══ THE DATA

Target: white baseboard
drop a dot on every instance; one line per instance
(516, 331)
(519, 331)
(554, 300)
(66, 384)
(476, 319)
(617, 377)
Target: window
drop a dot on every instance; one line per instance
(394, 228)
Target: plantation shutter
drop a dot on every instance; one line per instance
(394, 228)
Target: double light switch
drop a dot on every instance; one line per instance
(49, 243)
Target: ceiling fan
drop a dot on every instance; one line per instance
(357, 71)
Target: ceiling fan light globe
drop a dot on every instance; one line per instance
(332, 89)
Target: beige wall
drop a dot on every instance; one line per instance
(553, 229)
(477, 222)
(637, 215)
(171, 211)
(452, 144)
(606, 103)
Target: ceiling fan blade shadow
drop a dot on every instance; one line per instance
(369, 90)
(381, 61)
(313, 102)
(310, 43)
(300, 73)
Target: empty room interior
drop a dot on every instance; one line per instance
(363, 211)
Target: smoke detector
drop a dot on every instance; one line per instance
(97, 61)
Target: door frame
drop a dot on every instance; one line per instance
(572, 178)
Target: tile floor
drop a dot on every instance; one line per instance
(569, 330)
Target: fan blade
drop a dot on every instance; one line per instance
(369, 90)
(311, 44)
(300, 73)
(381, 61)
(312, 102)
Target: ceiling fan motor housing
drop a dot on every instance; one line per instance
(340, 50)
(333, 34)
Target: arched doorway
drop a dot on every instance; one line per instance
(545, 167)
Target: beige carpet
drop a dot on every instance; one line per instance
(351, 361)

════

PROBLEM TO SOLVE: Could you set down, word for word, only the lines above from the line with "Target: double light switch" to the line with "Target: beige wall", including both?

RESULT OF THE TASK:
Target: double light switch
drop a dot on every instance; one line per instance
(49, 243)
Target: ceiling fan
drop a dot on every instance; one line per instance
(357, 71)
Target: ceiling fan light globe
drop a dot on every instance; one line per instance
(332, 89)
Target: beige wall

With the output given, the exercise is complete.